> [ACTION ITEM] With the records as your source, report how many lines contain "instance". Add no other words.

> [DATA FOR THIS TASK]
··········
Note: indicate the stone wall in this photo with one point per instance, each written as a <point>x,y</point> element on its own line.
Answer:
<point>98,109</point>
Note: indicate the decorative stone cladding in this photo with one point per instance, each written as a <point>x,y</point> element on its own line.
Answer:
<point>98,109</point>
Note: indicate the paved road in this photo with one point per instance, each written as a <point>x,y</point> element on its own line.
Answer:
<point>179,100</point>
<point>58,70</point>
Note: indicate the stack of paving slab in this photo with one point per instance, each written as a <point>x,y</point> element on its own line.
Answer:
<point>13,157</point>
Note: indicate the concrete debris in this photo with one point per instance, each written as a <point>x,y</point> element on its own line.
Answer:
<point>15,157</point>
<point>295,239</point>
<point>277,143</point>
··········
> [ANSWER SPACE] 5